* **Task statement**
Wherever a picture appears, leave it out; set down everything else in the records exactly.

* **Data listing**
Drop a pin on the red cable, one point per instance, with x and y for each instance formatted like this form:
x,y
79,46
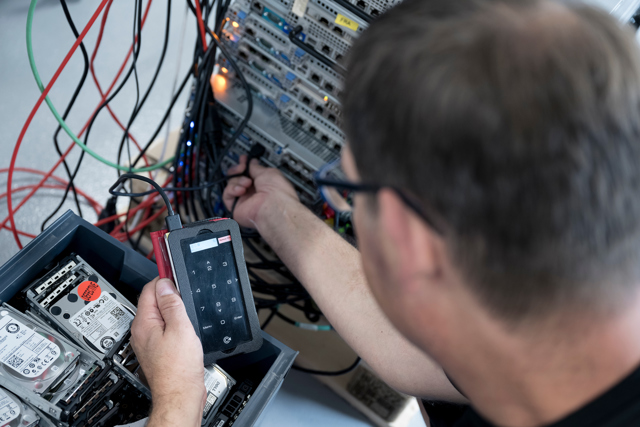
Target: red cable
x,y
201,25
96,206
26,187
95,78
35,109
14,156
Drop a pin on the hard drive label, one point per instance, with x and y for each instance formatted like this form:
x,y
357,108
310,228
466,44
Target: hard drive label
x,y
89,290
103,322
9,409
24,350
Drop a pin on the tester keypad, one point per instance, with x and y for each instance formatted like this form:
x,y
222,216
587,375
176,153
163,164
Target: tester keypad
x,y
217,294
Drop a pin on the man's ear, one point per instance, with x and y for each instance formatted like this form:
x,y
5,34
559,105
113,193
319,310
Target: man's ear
x,y
414,248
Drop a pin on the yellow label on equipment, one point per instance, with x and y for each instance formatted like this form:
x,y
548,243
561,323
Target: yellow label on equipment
x,y
346,22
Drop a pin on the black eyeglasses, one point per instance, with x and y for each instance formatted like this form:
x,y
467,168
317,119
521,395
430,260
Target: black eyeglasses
x,y
337,192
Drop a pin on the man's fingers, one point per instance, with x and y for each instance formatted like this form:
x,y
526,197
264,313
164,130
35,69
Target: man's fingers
x,y
255,169
239,168
148,314
171,307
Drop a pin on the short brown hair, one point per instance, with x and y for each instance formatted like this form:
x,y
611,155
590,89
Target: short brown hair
x,y
516,121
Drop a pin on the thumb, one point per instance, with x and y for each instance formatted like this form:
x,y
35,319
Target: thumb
x,y
256,169
171,306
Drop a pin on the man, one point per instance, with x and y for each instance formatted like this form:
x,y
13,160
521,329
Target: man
x,y
504,241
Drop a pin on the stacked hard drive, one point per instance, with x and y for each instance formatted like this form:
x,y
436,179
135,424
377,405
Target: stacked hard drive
x,y
66,360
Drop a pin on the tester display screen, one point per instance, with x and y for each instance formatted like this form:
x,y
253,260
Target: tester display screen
x,y
217,294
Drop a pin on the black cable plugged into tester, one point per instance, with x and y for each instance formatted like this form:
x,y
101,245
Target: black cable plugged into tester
x,y
210,272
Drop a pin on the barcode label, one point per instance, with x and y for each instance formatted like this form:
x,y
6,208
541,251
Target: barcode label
x,y
102,322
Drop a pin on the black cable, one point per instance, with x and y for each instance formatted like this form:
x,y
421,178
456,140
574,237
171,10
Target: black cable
x,y
74,97
86,136
164,118
180,189
328,373
137,27
122,178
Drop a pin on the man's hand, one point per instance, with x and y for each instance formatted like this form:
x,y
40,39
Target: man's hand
x,y
170,355
265,188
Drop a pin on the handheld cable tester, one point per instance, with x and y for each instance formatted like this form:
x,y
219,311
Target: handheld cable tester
x,y
206,260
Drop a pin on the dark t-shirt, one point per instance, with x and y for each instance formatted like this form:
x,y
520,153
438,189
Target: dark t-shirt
x,y
618,407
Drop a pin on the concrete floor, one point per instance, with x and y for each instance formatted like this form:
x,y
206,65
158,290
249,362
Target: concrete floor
x,y
302,401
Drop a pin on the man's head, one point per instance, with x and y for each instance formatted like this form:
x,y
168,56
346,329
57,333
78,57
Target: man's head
x,y
514,123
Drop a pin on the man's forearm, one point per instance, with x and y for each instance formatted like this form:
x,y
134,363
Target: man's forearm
x,y
175,413
331,271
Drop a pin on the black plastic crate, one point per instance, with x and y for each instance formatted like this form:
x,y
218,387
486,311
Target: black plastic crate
x,y
129,271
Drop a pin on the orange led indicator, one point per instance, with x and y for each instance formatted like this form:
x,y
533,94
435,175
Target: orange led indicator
x,y
219,83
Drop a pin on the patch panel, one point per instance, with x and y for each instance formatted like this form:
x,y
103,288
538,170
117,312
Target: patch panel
x,y
268,87
374,8
289,61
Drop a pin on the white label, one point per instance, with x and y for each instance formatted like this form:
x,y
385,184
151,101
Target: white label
x,y
103,322
201,246
216,384
300,7
9,409
24,350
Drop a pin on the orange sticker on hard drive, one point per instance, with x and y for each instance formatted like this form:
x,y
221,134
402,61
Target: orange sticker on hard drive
x,y
89,291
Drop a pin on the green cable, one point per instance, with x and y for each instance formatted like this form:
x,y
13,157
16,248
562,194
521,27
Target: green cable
x,y
36,75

* **Problem solution**
Drop a pin on the red cable, one point per instance, with x and y for each instance formatted like this form:
x,y
79,46
Target: red cable
x,y
201,25
96,206
26,187
95,78
35,109
14,156
Drop a pin on the hard drive label, one point per instance, with x and y for each instance formatted like this form:
x,y
357,108
310,228
466,44
Target: hard drive label
x,y
89,290
103,322
9,409
24,350
Drop a pin on the tester keypad, one point per instance, with x and y for each instance formatted like this form:
x,y
222,216
587,375
176,153
163,164
Target: tester keypad
x,y
217,294
Drop a pin on the man's ear, one point per instance, with x and y for each instance formatted like this form:
x,y
5,34
559,105
113,193
319,310
Target: man's ear
x,y
414,248
Drop a pin on the yellow label on equipment, one point per instance, with x and y for each instance formatted like this form:
x,y
548,243
561,323
Target: yellow label on equipment
x,y
346,22
Drop a pin on the black eyeglasses, one point per instance, with x and y for each instance formatted like this form:
x,y
467,168
317,119
521,395
430,260
Target: black eyeglasses
x,y
337,192
Drop a pin on the man's fingers, one point per instance, with x and y for each instance formatted like this form:
x,y
526,197
264,313
164,130
35,69
Target: man's fingers
x,y
255,169
239,168
148,314
171,307
Drop a pin on the short brown hair, one point per instance, with x and y for each instance formatted like this form:
x,y
611,155
590,89
Target: short brown hair
x,y
516,121
Drop a pin on the thumb, one point per instance, with x and y for each instance formatted like this form:
x,y
35,319
Target: thumb
x,y
256,169
171,306
Drop a pin on the man, one point per instance, with x and y for each instance formatted like this form:
x,y
13,160
521,329
Target: man
x,y
504,241
Drop a pin on the stacked hard drive, one point per instance, with x and y for each instance formatted like this form:
x,y
436,179
135,424
377,405
Target: stacked hard drive
x,y
66,360
Drop a pin on the tester display screen, one point per instance, with x and y for each instance formatted like this form:
x,y
253,260
Target: tester display screen
x,y
217,294
Drop a pin on the black cable plugged into tester, one point per instance, with x and y for each instance formatted like this form:
x,y
101,245
Target: black cable plugged into tester
x,y
210,272
Drop a pin on the barcode label, one point per instance, with x and y for each instance formatted like this form:
x,y
6,208
541,251
Target: barcode label
x,y
102,322
Drop a pin on the black cable, one point per instance, with x and y for each instance formatted like this form:
x,y
421,178
456,140
574,237
171,10
Target: black cable
x,y
74,97
86,136
164,118
180,189
328,373
137,27
122,178
Drop a pin on the man's hand, one point per instance, with x and y for each instance formatted like this form:
x,y
40,39
Target: man's hand
x,y
170,355
265,188
Drop a pin on the handheld cable tester, one point per instance, with x and y for each instance formatted like this form:
x,y
219,311
Target: handheld cable tester
x,y
206,260
Drop a pin on the dark t-shirt, one point per instance, with x and y for each instance formatted like this form:
x,y
520,153
438,189
Target: dark t-shirt
x,y
618,407
Drop a pin on the concrete floor, one point per instance, with x and y for each instance formatted like this form:
x,y
206,65
158,290
249,362
Target: concrete floor
x,y
302,401
Drop a pin on the man's head, one point per instance, with x and y for each instance formatted like this form:
x,y
168,56
346,329
57,333
78,57
Target: man's head
x,y
514,123
Drop a pin on the man's forearm, one point per instance, with x and y for each instance formatted like this form:
x,y
134,363
Target: man's forearm
x,y
175,413
331,271
Drop a pin on the black plastic crate, one point per instance, with x and y for each instance formatted like this form:
x,y
218,387
486,311
Target: black plastic crate
x,y
129,271
Drop a pin on the orange led indicator, one point per instance, with x and y for each instance formatted like this form:
x,y
533,94
435,175
Target: orange led indicator
x,y
219,83
Drop a pin on the patch panel, one point per instance, with x and y for each instance formatted like this form:
x,y
103,288
538,170
117,312
Target: patch panel
x,y
268,87
374,8
289,61
Drop a pin on the white label, one point per instance, with x and y for each instance formatted like this form:
x,y
385,184
151,101
Target: white label
x,y
103,322
201,246
216,384
300,7
9,409
24,350
Drop a pin on the orange sticker on hard drive, one point per instance, with x and y for each instance formatted like this form:
x,y
221,134
402,61
Target: orange sticker on hard drive
x,y
89,291
Drop a pin on the green cable, one point per instance, with x and y for each instance formatted like this form:
x,y
13,157
16,248
562,194
521,27
Target: green cable
x,y
36,75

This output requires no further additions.